## [Task item]
Please output every entry below exactly as written, leaving out any pictures.

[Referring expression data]
————
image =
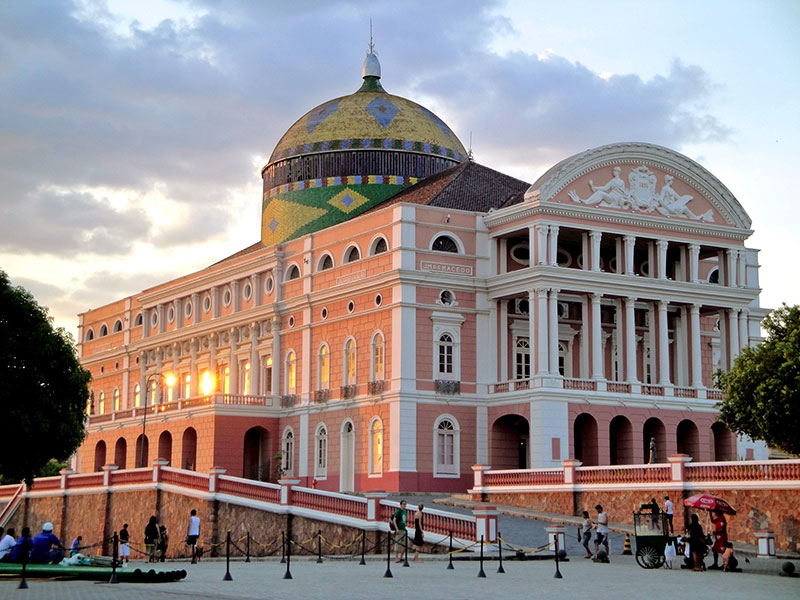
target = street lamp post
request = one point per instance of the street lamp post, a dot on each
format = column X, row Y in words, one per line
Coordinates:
column 162, row 379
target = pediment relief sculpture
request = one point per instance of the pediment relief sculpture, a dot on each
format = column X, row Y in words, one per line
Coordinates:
column 640, row 195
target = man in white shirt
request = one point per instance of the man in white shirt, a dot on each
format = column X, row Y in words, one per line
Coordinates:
column 6, row 545
column 602, row 530
column 669, row 509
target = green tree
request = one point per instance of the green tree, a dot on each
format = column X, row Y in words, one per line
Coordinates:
column 762, row 390
column 43, row 388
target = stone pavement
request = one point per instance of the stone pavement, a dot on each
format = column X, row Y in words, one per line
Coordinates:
column 263, row 579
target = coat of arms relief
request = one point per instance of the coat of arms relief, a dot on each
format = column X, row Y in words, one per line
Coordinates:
column 641, row 195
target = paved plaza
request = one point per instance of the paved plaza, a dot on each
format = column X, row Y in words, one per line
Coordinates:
column 428, row 579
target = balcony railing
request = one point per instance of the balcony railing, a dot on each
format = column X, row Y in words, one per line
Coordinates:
column 448, row 386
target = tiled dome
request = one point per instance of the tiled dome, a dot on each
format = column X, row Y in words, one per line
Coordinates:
column 349, row 154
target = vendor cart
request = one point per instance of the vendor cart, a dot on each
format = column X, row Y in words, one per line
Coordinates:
column 651, row 531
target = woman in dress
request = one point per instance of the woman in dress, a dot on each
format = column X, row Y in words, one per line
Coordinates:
column 418, row 532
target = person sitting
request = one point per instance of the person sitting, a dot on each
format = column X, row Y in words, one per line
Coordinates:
column 729, row 562
column 47, row 548
column 22, row 549
column 7, row 544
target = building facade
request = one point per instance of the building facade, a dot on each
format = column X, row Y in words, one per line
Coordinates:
column 409, row 313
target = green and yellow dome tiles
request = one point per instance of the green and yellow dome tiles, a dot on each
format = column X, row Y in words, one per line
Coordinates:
column 367, row 121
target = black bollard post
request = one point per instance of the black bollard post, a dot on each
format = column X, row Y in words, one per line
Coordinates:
column 114, row 551
column 363, row 547
column 450, row 566
column 481, row 572
column 500, row 569
column 228, row 558
column 558, row 572
column 405, row 543
column 388, row 572
column 288, row 574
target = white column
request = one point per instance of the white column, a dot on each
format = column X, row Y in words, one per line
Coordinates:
column 694, row 262
column 697, row 363
column 597, row 339
column 595, row 237
column 255, row 372
column 663, row 344
column 732, row 255
column 553, row 330
column 744, row 338
column 554, row 245
column 662, row 258
column 541, row 244
column 733, row 315
column 233, row 367
column 742, row 268
column 630, row 241
column 541, row 331
column 630, row 340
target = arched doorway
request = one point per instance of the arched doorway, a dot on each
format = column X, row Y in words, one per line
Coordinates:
column 688, row 439
column 620, row 438
column 724, row 442
column 256, row 454
column 654, row 428
column 165, row 447
column 509, row 443
column 189, row 449
column 142, row 450
column 348, row 457
column 99, row 455
column 584, row 439
column 121, row 453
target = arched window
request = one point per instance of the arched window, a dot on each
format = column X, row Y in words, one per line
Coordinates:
column 291, row 372
column 379, row 246
column 321, row 454
column 522, row 359
column 378, row 357
column 287, row 453
column 444, row 243
column 446, row 447
column 376, row 447
column 292, row 273
column 350, row 362
column 324, row 367
column 445, row 354
column 352, row 255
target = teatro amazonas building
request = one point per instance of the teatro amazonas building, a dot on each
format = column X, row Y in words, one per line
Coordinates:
column 409, row 313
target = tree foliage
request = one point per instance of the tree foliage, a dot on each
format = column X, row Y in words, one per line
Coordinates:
column 43, row 388
column 762, row 390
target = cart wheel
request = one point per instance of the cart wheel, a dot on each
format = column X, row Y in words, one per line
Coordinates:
column 649, row 558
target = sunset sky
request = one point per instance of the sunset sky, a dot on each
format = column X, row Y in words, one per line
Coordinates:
column 132, row 133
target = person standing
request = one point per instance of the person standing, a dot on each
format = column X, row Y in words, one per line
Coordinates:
column 669, row 509
column 419, row 535
column 586, row 533
column 193, row 532
column 401, row 537
column 151, row 538
column 602, row 530
column 124, row 544
column 7, row 544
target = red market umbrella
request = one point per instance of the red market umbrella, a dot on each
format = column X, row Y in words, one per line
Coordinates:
column 709, row 502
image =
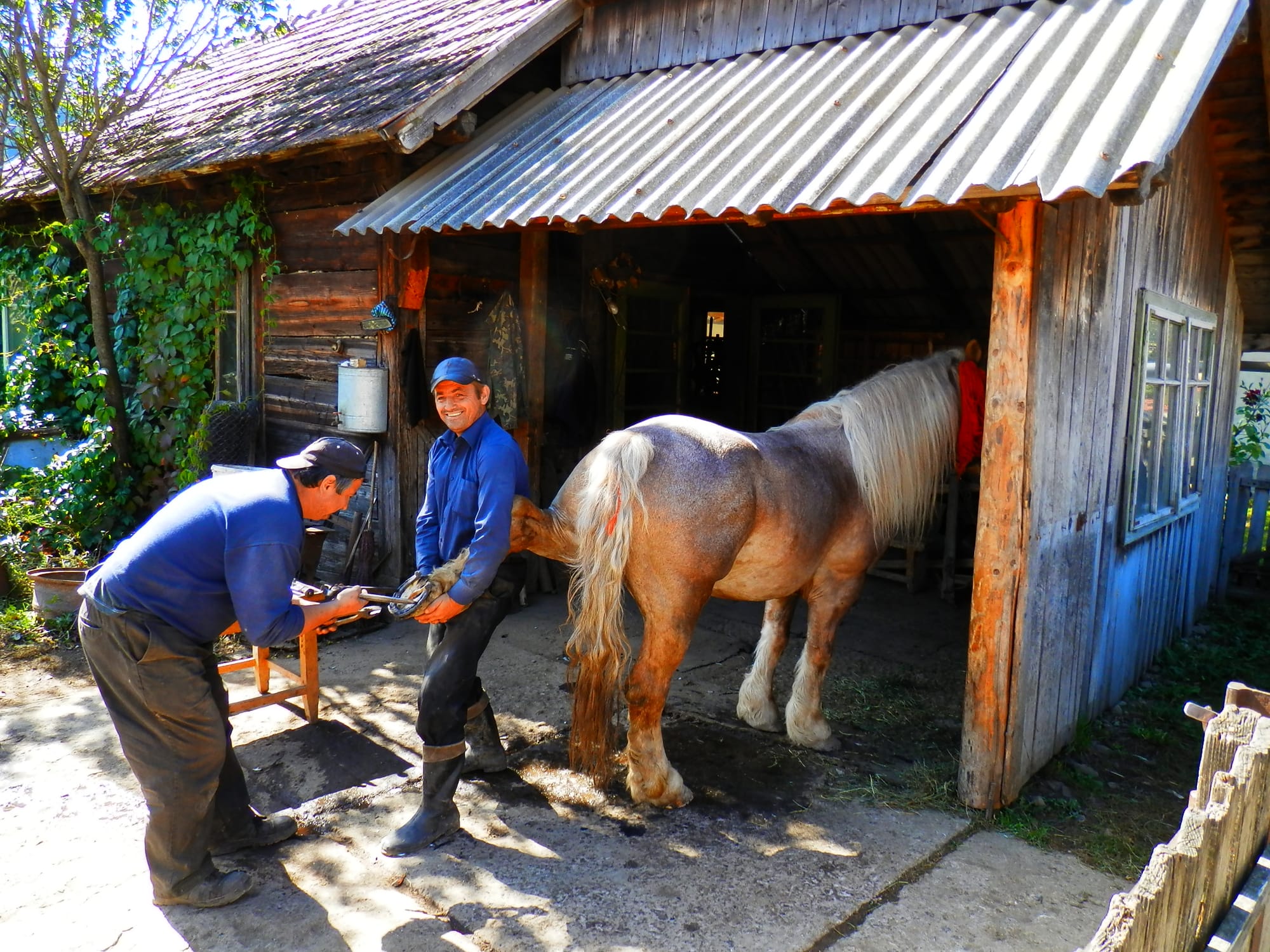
————
## [Task output]
image =
target = street lamp post
request = one point per instance of the street lamp post, a dot on each
format = column X, row Y in words, one per line
Coordinates:
column 162, row 379
target = pediment relief sculpture
request = one point per instance of the pediment relief sculpture, a dot on each
format = column X, row Y in words, one per line
Coordinates:
column 640, row 195
target = man in white shirt
request = one point per instance of the man in white shirt, a dot on each
format = column X, row Y in words, one per line
Coordinates:
column 6, row 545
column 602, row 530
column 669, row 509
target = green tree
request = one point per instance of the green tree, a dot on each
format = column X, row Y in words, one per line
Coordinates:
column 762, row 390
column 43, row 388
target = stone pavement
request = one point per instance of the stone pavement, a dot on each
format = column X, row Y in words, one per line
Coordinates:
column 263, row 579
target = coat of arms relief
request = one point per instance of the coat of arms relief, a dot on each
format = column X, row Y in words, one per line
Coordinates:
column 641, row 195
target = paved plaza
request = one point per instance of the paved plaza, a dot on each
format = column X, row Y in words, one per line
Coordinates:
column 428, row 579
target = balcony railing
request = one point per instance of the balcony railing, a dot on each
format = column X, row Y in words, one per line
Coordinates:
column 448, row 386
target = tiled dome
request = one point per instance of the tiled dome, a dot on each
format = column X, row Y in words, one per line
Coordinates:
column 349, row 154
target = vendor cart
request = one point per instance of the vendor cart, a dot on each
format = column X, row Y in words, one per line
Coordinates:
column 651, row 531
target = woman in dress
request = one point per instance of the woman in dress, a dot on each
format = column X, row Y in words, one per line
Coordinates:
column 418, row 532
target = person sitting
request = one point per instance of the person sitting, a dot on each
format = column X, row Y in words, one per line
Coordinates:
column 729, row 562
column 47, row 548
column 22, row 549
column 7, row 544
target = building facade
request = one point per instance of the building facade, a dot on each
format = column X, row Y in words, one per line
Coordinates:
column 409, row 313
target = green and yellow dome tiles
request = one point per instance of the green and yellow dome tiles, a dot on each
format = column X, row Y in words, one per line
Coordinates:
column 367, row 121
target = black bollard post
request = one point per instance of the black bollard post, a dot on each
format = column X, row Y in words, one per line
Coordinates:
column 114, row 551
column 363, row 547
column 450, row 566
column 481, row 572
column 500, row 569
column 228, row 558
column 558, row 572
column 405, row 543
column 388, row 572
column 288, row 574
target = white column
request = one point per instance of the white column, a dot on each
format = column X, row Y in words, one per line
Coordinates:
column 694, row 262
column 697, row 363
column 597, row 339
column 595, row 237
column 255, row 372
column 663, row 344
column 732, row 255
column 553, row 330
column 744, row 338
column 554, row 245
column 662, row 258
column 541, row 244
column 733, row 315
column 233, row 367
column 742, row 268
column 630, row 241
column 541, row 331
column 630, row 340
target = arched doorway
request = one point per instance of the arched doorway, a dot on each
format = column X, row Y in words, one per line
Coordinates:
column 688, row 439
column 620, row 438
column 724, row 442
column 256, row 454
column 654, row 428
column 165, row 447
column 509, row 443
column 189, row 449
column 142, row 450
column 348, row 457
column 99, row 455
column 584, row 439
column 121, row 453
target = arched window
request = one point per instance of the arched window, a dot on each
format = column X, row Y in words, one per line
Coordinates:
column 291, row 372
column 379, row 246
column 321, row 454
column 522, row 359
column 378, row 357
column 287, row 453
column 444, row 243
column 446, row 447
column 376, row 447
column 292, row 273
column 350, row 362
column 324, row 367
column 445, row 354
column 352, row 255
target = teatro amazonas building
request = one point per instance of the teatro amazonas building, a dot on each
format = column X, row Y in words, one per line
Coordinates:
column 409, row 313
target = tree foliage
request = one point per instance of the tree foliage, a dot on each
format = column X, row Y in words, one per line
Coordinates:
column 43, row 388
column 762, row 390
target = cart wheel
request = one point per instance of the cart wheel, a dot on each
format = column X, row Y in words, one per line
Coordinates:
column 649, row 558
target = sunset sky
request = one point per instance of the sunset sky, a dot on each
format = column X, row Y in words, one per line
Coordinates:
column 132, row 133
target = person standing
request = one point per instance of the person standing, a dot on each
format = column X, row Y in words, one per line
Coordinates:
column 669, row 509
column 419, row 535
column 586, row 533
column 193, row 532
column 401, row 537
column 151, row 538
column 602, row 530
column 124, row 544
column 7, row 544
target = red market umbrella
request = one point per instance of the red market umbrella, a dot on each
format = column X, row Y in words, one per line
Coordinates:
column 709, row 502
image =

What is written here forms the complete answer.